| Instructions to follow |
Retype, with no changes, the lines from the one containing "Identify every bathroom" up to and including the one containing "[145,27,236,75]".

— Begin Entries —

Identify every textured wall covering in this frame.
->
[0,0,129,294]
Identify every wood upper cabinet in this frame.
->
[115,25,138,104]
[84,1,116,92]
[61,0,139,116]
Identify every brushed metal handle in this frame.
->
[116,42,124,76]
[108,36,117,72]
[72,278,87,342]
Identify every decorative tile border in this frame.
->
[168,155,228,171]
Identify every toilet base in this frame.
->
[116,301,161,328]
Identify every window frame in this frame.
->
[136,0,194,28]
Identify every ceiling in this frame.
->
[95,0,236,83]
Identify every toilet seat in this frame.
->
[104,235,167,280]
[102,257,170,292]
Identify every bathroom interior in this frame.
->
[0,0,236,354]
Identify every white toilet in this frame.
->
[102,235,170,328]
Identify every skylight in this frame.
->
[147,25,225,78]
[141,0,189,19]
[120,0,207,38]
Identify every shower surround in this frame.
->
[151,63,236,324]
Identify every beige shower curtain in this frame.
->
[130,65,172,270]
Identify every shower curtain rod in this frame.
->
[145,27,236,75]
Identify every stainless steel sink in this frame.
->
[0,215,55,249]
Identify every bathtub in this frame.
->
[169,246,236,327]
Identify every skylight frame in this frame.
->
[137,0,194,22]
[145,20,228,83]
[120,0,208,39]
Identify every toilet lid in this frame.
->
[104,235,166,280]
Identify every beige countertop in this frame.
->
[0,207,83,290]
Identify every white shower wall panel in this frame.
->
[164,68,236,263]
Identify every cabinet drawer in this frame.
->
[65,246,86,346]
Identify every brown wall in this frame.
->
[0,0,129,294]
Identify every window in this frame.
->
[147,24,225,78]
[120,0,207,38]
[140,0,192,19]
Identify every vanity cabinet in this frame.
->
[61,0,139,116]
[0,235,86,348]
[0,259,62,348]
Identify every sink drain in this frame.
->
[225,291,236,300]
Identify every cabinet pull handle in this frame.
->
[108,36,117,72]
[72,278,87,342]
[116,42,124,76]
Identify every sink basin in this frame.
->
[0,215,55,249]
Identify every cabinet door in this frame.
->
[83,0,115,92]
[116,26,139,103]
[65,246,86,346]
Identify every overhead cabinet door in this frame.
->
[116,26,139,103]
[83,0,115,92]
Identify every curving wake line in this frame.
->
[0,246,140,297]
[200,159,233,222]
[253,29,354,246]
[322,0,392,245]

— End Entries —
— Begin Entries —

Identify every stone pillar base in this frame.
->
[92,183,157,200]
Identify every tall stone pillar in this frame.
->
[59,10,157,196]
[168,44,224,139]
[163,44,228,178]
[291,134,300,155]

— End Entries —
— Begin Entries —

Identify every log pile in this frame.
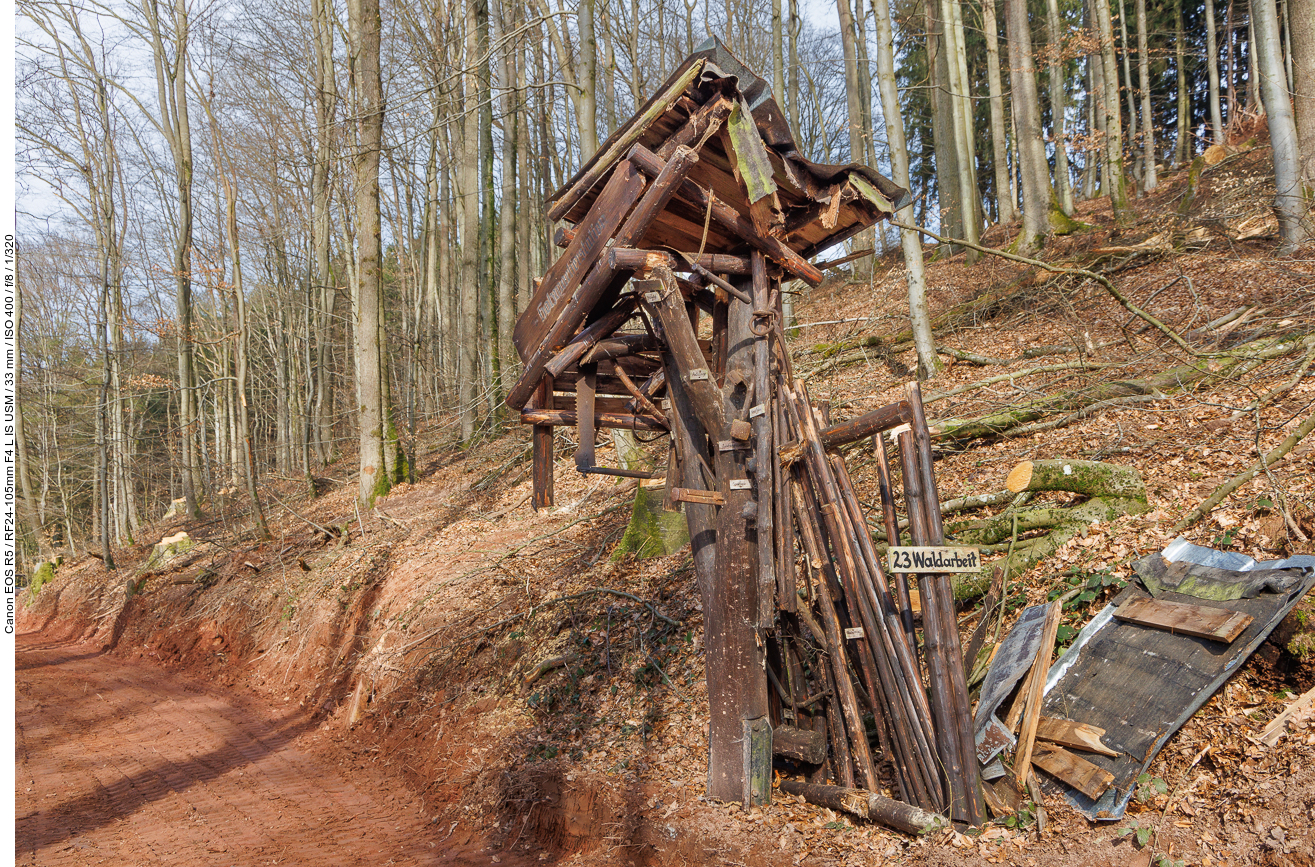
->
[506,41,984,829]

— End Entries —

| The output |
Identify every bathroom interior in this frame.
->
[0,0,236,354]
Identify every white toilet in this frame.
->
[102,235,170,328]
Identify every skylight in this frame.
->
[147,25,225,78]
[141,0,189,19]
[120,0,207,38]
Identify every shower surround in this frame.
->
[151,63,236,324]
Identify every beige shower curtain in this frame.
->
[130,65,172,270]
Identify every shower curtain rod in this frame.
->
[145,27,236,75]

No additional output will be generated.